> **本文抜粋**
2022年の年明け早々、CISOをはじめとするセキュリティリーダーを対象として、組織が抱えているサイバーセキュリティにおける最重要課題とは何かを尋ねたアンケート結果が発表されました。その結果、「ランサムウェア/サイバー犯罪に関するリスクの増大に対応すること」がトップとなり、回答者の29%が、これが最大の懸念事項であると回答しました。

この調査結果は、ランサムウェアギャングが自らの攻撃手法をいかに洗練させているかを反映しています。彼らは、かつてないほど巨額の身代金を要求するために、攻撃に新たな脅迫手段を取り入れています。身代金の要求額は、数千万ドルにも及ぶ場合もあります。また、この調査結果は、攻撃の成功により発生するさまざまなコストも反映しています。

弊社は『【グローバル調査結果】ランサムウェア 〜ビジネスにもたらす真のコスト〜』と題した最近のレポートで、ランサムウェア攻撃を受けた後、3分の2の企業や組織が収益の減少を報告したと紹介しました。これは、攻撃の結果ブランドや評判に損害を受けたと報告した組織の割合(53%)をわずかに上回っています。また、回答者の3分の1が攻撃の結果経営幹部を失ったとしており、約4分の1は攻撃により一時的な業務停止を余儀なくされたと回答しています。

Cost of a Data Breach Study 2021(データ侵害にかかるコストの調査、2021年度版) 』によると、ランサムウェア攻撃により企業や組織が被った平均的なコストは462万ドルであることが示されています。これは、データ侵害の平均的な被害額である424万ドルを上回っています。このランサムウェアのコストには、その他のさまざまな損害が含まれていますが、被害者が支払う身代金は含まれていません。

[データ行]
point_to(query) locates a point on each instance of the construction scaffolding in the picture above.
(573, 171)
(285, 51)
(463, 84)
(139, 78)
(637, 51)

> **実施事項**
1. ランサムウェアのコストに関する文章では、ランサムウェア攻撃により企業や組織が被った平均的なコストはいくらとされていますか。
2. ランサムウェアのコストに関する文章を、最後の文の後から再開して書き継いでください。
レコードは使わなくてかまいません。

> **作業ごとの解答**
1. 462万ドルです。

2.
回答者は、ランサムウェア以外の課題にも直面しています。実際、このアンケートに参加したCISOおよびセキュリティリーダーの28%は、クラウドのリソース、ワークロード、アプリケーションのセキュリティ設定を維持することに苦労していると回答しています。また、同じ割合の企業や組織が、マルチクラウドとマルチプラットフォームのハイブリッド環境における保護ギャップの解決に取り組んでいることを明らかにしています。

このような課題は、今後1年間における企業や組織による投資の優先順位を形成するのに役立ちます。優先事項として最も多く挙げられたのはクラウドセキュリティであり、回答者の35%がそのように回答しています。次いで、データセキュリティ(25%)、脆弱性管理/評価(24%)、アプリケーションセキュリティ(23%)が挙げられています。

企業や組織はいかにしてセキュリティ目標を達成できるか

スキルギャップが原因で、CISOをはじめとするセキュリティリーダーは、上記の優先事項を満たすことが困難になっています。90%近くの組織が、このようなスキル不足が2022年のセキュリティ戦略に影響を及ぼすと予想しています。半数の組織が、スキルギャップの影響は大きいと考えています。一方、サイバー関連のスキルギャップが自社の計画に影響しないとの見通しを示した組織はわずか12%でした。

多くの企業や組織は、スキルギャップに対応するために自動化ソリューションに注目しています。しかし、そのためには、 従来のセキュリティソリューションの限界を認識する必要があります。一例として、セキュリティ情報およびイベント管理(SIEM)を取り上げてみましょう。このようなタイプのソリューションには、データレイク構造とクラウド分析が必要となりますが、これらのリソースは高価になりがちであり、しかもその有用性は手元のデータソースによって大きく異なります。

さらに事実として、SIEMはしばしば誤検知やあまりにも多くのアラートを発生させます。このようなノイズは「アラート疲れ」を引き起こし、セキュリティチームが正当なセキュリティ上の懸念に対応する能力を低下させることになります。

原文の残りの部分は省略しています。